I have long referred to clinical documentation as “lossy compression,” (think .jpeg or .mp3 files) an analogy particularly apt with respect to EHRs. e.g., see my post “Are structured data the enemy of health care quality?”
http://regionalextensioncenter.blogspot.com/2015/12/are-structured-data-enemy-of-health.html
Might patients be accorded an “opt-in” to have their clinical encounters A/V’d? Yeah, I know, a host of problems with that idea. YouTube “99213 exam porn”?
Nonetheless, a written or digital record is a “lossy compression” historical artifact of a prior event. No way around it.
Mom’s in her late 80s & lives in an assisted care “facility”. We’ve had the same kind of health care experience. While clinicians and health system executives are certainly partly to blame, our legal system contrives to treat anyone presenting as an authorized advocate first with suspicion & then as an adversary. “Durable” power of attorney? Don’t make me laugh. The social ‘conventions’ we’ve codified in law work vigorously against anything like collaborative care. HIPAA is only the most high-profile example.
Adrian, same experience with my wife’s 88 year old mother. Terrible access to qualified geriatric PCP or hospital doc – even in Florida. Last bout in hospital was only solved by concerned Infectious Disease doc. Meds were wrong, diagnosis was wrong even with daughter advocate and my nurse wife. Finally got a head-screwed-on-right PCP. We have found that elderly in Florida are just a conduit for Medicare/Supplemental billing.
As usual we claim best medical system in the world for feel good flag waving but the reality is we’re just getting world class prices.
“physicians planned appropriate care 73% of the time when the case did not include a complicating medical or contextual factor, 38% of the time when the case included a complicating medical factor, and only 22% of the time when the case included a complicating contextual factor.”

+ + + + +

=== Questions to answer ===
[1] Translate this sentence from the comments on medical care into Spanish: "Nonetheless, a written or digital record is a “lossy compression” historical artifact of a prior event."
[2] Answer these questions from the comments on medical care:
(a) What age range is the mother living in an assisted care facility said to be in?
(b) Which doctor finally solved the 88-year-old mother's last bout in the hospital?
(c) What percentage of the time did physicians plan appropriate care when the case included a complicating contextual factor?
[3] Carry on the comments on medical care from the point where they stop.

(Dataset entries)
+ + + + +

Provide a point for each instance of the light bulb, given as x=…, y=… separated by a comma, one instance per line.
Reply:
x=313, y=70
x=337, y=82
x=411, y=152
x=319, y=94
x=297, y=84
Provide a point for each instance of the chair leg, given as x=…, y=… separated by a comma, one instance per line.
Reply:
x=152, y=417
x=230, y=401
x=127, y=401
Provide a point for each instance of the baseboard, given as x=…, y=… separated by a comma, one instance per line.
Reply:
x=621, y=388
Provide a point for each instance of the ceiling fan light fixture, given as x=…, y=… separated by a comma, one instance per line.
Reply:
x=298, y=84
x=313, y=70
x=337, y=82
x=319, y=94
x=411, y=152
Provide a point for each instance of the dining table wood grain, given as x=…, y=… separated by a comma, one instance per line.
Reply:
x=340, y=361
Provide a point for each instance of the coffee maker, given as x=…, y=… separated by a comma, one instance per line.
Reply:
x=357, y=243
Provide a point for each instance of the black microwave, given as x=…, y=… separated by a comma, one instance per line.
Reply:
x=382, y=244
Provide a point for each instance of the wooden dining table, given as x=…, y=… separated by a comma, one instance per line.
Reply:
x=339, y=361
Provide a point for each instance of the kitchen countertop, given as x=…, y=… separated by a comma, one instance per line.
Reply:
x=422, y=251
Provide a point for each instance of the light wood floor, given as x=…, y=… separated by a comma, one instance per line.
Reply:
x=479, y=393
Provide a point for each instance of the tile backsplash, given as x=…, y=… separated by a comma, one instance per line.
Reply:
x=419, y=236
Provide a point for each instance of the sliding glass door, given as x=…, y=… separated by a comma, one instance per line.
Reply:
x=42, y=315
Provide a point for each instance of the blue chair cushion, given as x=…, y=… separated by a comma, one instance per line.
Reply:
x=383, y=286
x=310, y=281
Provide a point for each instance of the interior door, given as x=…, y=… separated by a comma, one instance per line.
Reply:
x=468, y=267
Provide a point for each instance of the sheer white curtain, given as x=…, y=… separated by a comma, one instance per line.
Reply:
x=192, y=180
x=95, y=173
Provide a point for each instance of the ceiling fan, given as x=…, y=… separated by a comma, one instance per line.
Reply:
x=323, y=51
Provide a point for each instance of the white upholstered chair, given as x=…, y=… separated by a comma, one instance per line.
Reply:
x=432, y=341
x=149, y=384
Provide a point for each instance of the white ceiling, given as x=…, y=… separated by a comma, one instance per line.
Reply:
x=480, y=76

+ + + + +

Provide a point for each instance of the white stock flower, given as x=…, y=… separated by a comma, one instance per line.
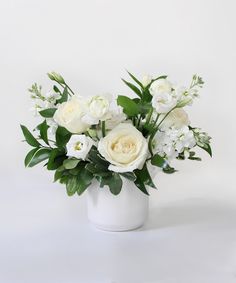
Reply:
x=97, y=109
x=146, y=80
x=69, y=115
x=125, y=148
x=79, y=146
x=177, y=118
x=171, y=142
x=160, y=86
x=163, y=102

+ + + + +

=== Answers to the problems ===
[1] Sin embargo, un registro escrito o digital es un artefacto histórico de «compresión con pérdida» de un evento anterior.

[2]
(a) Her late 80s.
(b) A concerned Infectious Disease doctor.
(c) 22% of the time.

[3]
physicians planned INAPPROPRIATE care 27% of the time when the case did not include a complicating medical or contextual factor, 62% of the time when the case included a complicating medical factor, and 78% of the time when the case included a complicating contextual factor.
Not good odds.
This is a very important conversation. I try to help care for my 89 yo mom who still lives in her home with a live-in caregiver. I live 200 miles away and depend on the context for my mom’s care to include me, her live-in caregiver, and all of her various clinicians and practices. (I really dislike the word “provider”). Although elderly and not as sharp as she used to be, my mom’s health is good and she complains of nothing.
I have 6 years of experience now. With one significant exception in an academic geriatric practice that is inaccessible to my mom due to distance and schedule, not a single clinician or practice is willing to interact with my mom in a context that centers on her and her situation. Every system and every practitioner is focused on their institutional context, their EHR, and a process that actively blocks information flow to and from her personal context.
This is the reality in US healthcare today. We talk about patients and technology from an institutional perspective as if this is the way it has to be. We need to envision a patient-centered health information architecture and start down that path.